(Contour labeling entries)

____________

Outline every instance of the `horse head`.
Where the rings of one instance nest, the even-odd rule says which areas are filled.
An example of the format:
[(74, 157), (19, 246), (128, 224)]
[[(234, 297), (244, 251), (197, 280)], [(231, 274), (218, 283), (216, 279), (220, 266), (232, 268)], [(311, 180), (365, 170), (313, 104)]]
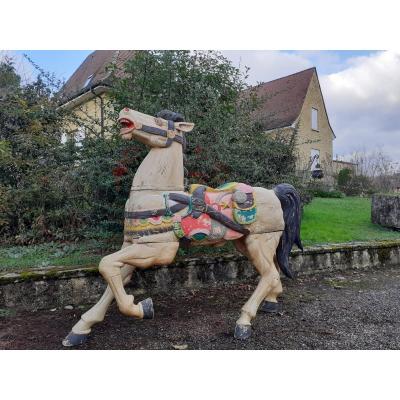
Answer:
[(168, 110), (152, 117), (125, 107), (119, 113), (118, 122), (123, 139), (135, 139), (150, 147), (169, 147), (173, 141), (182, 144), (183, 133), (194, 128), (194, 124), (183, 121), (181, 114)]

____________

## Task directions
Please give every line from the start of the rows through the line containing "[(74, 157), (19, 246), (128, 224)]", that line included, as a numbered list with blank lines left out.

## Finished task
1. Outline every instance of the `horse head`.
2. Where the rings of one instance nest, the even-odd rule says which areas are filled.
3. An example of the format:
4. [(74, 157), (19, 246), (128, 224)]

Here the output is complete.